## PROBLEMS AND TASKS
• 1. In the forum thread on N2 and O2 radiation, what wavelength range does the text say real data has never been taken in?
• 2. Duplicate the stretch of the forum thread on N2 and O2 radiation from "That is the" through "at or calculated.".
• 3. Pick up the forum thread on N2 and O2 radiation from its last sentence and write what follows.

## TEXT SEGMENT
* * * * * * *

Can I add one more dumb question? Let’s take an N2 molecule as an example. I think we all agree…if it has a temperature, it will radiate and for N2 the wavelength is real short. Nonetheless, isn’t this emitted energy highly-significant from an energy balance POV? It’s a short wavelength, but isn’t there a lot of it? I feel like there is a missing piece in my thinking.
Thanks!
To Robert Clemenzi
Unfortunately, those curves you link to cannot be trusted. They are only partial data.
Notice the preponderence of peaks up to 6 microns or so, then the lack of any peaks for wavelengths longer than that. In the O2 graph, for example, they skip all the way to nearly 1000 microns. They do that in the graphs because real data has never been taken in the 6 to 1000 micron range. They can only put in what they have tested or guessed (calculated).
That is the problem.
If you have followed my posts here, I have explained why. It is because those physical measurements are difficult to make. But in order to understand the true effects of O2 and N2 in the atmosphere and their contribution to the greenhouse effect, those physical absorption measurements must be made. Real data must be taken in those long wavelengths, not guessed at or calculated.
To Ken Coffman, and others still here
Because of this topic, I’ve started to look very closely at theAntarctic Vostock and Amendsun-Scott data. It’s the most pristine data out there.

* * * * * * *

## INFORMATION SUPPLIED
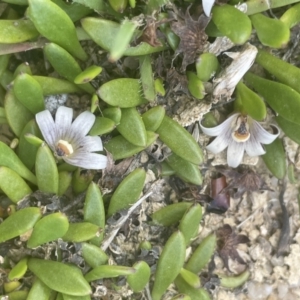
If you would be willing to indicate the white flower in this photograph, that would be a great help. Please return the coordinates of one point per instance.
(69, 141)
(240, 133)
(207, 6)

* * * * * * *

## RESPONSE LIST
• 1. The 6 to 1000 micron range.

• 2.
That is the problem.
If you have followed my posts here, I have explained why. It is because those physical measurements are difficult to make. But in order to understand the true effects of O2 and N2 in the atmosphere and their contribution to the greenhouse effect, those physical absorption measurements must be made. Real data must be taken in those long wavelengths, not guessed at or calculated.

• 3.
You want to know what is really strange…that the data I’ve seen so far, from a radiational physics point of view, is showing that the ‘greenhouse effect’ of all the gases in the atmosphere is actually DECREASING! That surprised me.
Despite all the stuff we supposedly are putting into the atmosphere. Now that is indeed a shocker!
But then “Nature” has always been much different than many ‘think’ it is, always confounding man….
I am going to look into it more thoroughly.
Forgot to add…
In addition, it is water vapor, H2O, that has been saving our butts.
Ken and Mikael,
I have repeatedly given Mikael the opportunity clear up the ambiguity concerning the statement that glass is opaque to IR, by repeatedly adding the following caveat “as in that it acts as a barrier to IR.”
Yet he has consistently failed to clarify that this is a misconception of the word opaque.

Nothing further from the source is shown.